Dataset entries:

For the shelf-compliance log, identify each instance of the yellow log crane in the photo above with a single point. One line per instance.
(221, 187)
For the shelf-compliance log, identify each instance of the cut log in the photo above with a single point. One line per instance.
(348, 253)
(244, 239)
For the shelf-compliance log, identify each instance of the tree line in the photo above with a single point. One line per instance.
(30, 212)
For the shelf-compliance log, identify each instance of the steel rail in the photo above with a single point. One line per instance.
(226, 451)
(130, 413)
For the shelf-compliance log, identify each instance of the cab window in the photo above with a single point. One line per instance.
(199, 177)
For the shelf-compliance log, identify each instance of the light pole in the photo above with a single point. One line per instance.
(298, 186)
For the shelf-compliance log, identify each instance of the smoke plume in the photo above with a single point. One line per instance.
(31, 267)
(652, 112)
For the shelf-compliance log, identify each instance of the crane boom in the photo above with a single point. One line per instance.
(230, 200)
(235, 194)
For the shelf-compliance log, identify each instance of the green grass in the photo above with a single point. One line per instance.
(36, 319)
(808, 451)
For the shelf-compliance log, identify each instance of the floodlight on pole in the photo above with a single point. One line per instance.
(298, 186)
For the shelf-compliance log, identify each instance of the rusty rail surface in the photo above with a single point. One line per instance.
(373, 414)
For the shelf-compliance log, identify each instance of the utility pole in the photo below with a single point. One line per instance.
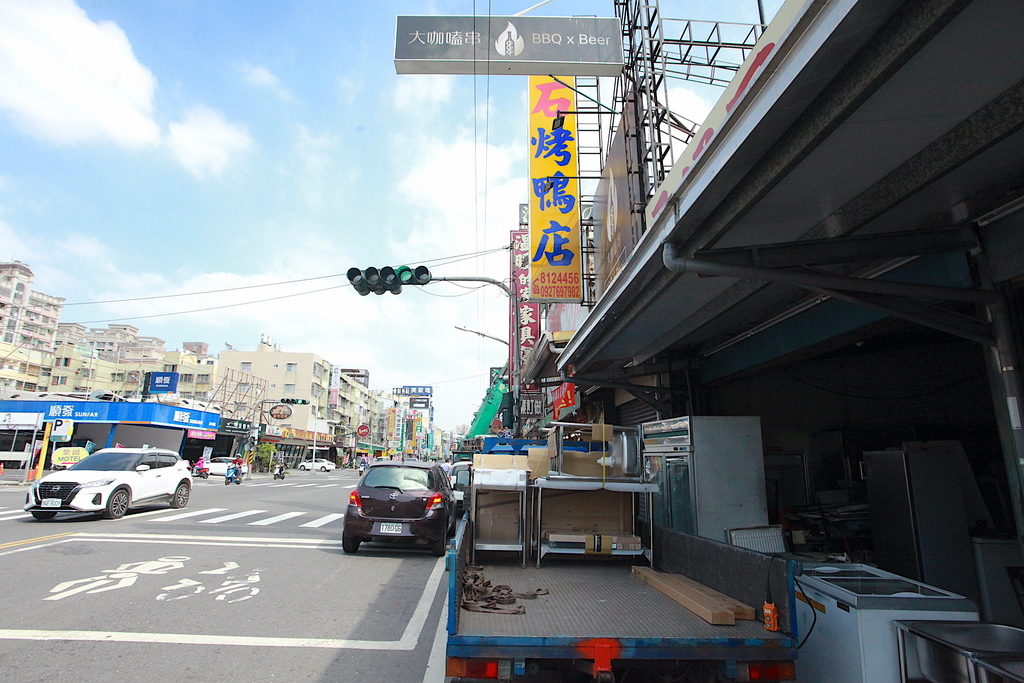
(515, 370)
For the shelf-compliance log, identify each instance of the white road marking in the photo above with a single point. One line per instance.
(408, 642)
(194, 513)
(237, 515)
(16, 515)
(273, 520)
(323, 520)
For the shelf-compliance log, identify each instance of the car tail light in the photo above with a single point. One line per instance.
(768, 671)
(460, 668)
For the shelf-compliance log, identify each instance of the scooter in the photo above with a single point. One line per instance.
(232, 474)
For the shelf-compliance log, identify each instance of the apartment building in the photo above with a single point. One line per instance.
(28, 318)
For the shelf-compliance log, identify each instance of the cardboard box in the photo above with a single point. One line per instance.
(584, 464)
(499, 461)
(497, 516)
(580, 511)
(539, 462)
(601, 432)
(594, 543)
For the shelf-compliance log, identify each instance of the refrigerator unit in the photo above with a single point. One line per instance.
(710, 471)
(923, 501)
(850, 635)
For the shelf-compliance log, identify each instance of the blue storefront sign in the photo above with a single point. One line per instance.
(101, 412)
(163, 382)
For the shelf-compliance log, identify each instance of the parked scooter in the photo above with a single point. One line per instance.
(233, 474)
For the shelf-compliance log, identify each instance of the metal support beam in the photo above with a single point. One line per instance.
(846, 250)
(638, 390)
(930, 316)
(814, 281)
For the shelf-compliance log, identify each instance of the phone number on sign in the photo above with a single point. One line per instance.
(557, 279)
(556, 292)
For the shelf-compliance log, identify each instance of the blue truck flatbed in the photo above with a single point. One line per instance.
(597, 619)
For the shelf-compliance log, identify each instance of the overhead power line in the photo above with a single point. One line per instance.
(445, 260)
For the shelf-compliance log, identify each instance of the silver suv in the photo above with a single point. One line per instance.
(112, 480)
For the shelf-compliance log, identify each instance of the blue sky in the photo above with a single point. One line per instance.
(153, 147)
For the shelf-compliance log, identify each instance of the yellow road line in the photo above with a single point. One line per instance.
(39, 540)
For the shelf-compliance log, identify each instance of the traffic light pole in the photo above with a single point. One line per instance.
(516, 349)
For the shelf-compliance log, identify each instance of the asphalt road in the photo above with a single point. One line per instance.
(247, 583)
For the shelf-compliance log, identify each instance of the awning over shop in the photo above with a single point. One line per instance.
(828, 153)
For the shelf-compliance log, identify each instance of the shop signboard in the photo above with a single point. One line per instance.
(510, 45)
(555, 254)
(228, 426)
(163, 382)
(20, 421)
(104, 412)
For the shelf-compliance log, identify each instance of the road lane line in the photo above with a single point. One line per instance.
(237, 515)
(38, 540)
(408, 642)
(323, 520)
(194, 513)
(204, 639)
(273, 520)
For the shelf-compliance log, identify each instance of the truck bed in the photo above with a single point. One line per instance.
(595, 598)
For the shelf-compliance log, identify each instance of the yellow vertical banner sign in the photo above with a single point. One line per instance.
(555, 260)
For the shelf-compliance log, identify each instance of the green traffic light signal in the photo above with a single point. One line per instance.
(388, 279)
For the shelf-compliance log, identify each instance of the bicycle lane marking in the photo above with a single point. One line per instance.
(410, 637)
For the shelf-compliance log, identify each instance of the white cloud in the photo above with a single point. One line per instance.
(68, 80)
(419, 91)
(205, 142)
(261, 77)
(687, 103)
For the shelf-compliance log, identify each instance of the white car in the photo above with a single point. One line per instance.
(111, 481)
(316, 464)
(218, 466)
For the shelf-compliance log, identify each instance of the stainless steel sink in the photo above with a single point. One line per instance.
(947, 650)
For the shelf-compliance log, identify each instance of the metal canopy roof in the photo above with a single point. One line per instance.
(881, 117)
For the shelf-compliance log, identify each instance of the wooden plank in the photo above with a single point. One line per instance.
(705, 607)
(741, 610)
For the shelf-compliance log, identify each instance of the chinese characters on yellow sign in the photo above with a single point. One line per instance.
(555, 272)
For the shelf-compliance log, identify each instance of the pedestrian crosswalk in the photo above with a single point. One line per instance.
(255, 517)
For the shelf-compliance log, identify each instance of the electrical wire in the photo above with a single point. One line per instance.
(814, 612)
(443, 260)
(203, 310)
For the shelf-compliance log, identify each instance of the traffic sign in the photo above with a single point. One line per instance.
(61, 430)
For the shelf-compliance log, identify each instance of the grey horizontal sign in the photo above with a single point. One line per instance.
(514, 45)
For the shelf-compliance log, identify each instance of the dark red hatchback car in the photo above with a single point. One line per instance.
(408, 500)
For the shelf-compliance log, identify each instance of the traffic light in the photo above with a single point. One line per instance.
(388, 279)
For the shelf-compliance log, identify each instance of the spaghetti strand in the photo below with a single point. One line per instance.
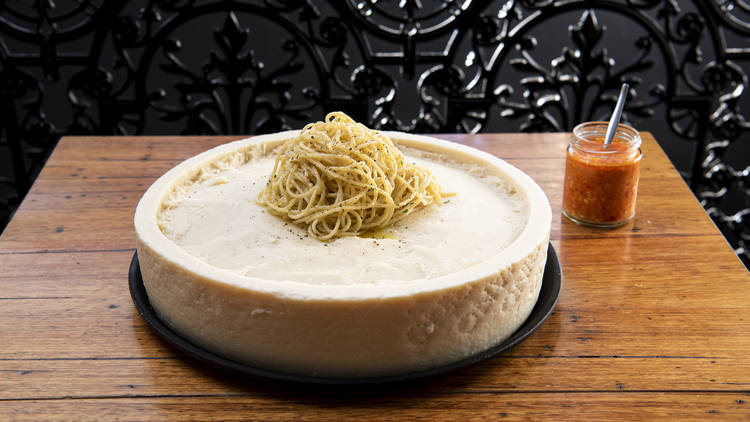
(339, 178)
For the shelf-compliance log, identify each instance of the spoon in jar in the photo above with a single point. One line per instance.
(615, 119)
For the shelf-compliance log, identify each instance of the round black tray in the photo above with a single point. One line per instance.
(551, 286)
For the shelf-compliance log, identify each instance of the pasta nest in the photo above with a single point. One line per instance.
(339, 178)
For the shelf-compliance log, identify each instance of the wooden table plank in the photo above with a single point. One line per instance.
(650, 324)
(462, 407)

...

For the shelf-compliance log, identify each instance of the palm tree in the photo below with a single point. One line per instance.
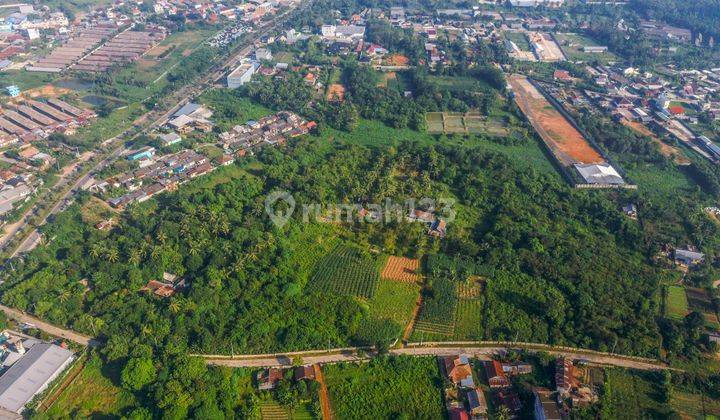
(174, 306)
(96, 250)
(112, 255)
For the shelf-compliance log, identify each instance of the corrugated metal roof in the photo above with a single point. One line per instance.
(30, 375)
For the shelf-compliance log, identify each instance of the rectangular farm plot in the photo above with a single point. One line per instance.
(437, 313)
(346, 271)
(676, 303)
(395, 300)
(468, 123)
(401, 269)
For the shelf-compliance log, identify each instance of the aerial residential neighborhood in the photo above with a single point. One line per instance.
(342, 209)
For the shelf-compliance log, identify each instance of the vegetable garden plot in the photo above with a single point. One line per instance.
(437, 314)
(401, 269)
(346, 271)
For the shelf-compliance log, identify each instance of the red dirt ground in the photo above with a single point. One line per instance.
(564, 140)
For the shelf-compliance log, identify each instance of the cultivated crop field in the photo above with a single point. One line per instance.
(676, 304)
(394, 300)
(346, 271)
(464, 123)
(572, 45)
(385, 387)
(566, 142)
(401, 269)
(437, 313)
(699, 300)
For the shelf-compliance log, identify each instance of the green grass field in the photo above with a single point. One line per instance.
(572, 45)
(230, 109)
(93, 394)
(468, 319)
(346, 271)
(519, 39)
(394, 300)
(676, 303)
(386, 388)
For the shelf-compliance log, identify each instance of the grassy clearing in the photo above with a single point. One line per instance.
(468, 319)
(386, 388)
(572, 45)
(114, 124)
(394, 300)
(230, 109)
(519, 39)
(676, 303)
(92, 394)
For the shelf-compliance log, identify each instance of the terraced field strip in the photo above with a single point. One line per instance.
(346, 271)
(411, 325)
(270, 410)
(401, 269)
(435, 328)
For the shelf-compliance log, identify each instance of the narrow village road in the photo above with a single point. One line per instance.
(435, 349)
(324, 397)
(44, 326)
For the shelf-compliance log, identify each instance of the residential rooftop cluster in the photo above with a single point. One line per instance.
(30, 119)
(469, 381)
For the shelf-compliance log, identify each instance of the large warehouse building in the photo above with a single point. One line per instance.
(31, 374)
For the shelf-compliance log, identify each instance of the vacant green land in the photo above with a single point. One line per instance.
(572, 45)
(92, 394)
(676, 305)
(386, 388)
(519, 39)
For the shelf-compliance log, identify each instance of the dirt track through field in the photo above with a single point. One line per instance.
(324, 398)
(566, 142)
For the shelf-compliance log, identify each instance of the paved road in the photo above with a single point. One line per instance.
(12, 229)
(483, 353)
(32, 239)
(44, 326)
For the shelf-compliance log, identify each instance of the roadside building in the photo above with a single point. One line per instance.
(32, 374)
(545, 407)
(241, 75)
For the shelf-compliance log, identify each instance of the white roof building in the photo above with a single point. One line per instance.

* **Instructions for the task**
Look above for the line with "of the roadside" and the line with "the white roof". Retype those two lines and every line between them exactly, adding nothing.

* **Reply to the task**
For the shelf-compliance log, identify each instance of the roadside building in the photo above with a single point. One line per instance.
(32, 374)
(545, 407)
(241, 75)
For the shelf-compliance log, identify each instance of the white roof building in the photo above with a single point. One line per instance.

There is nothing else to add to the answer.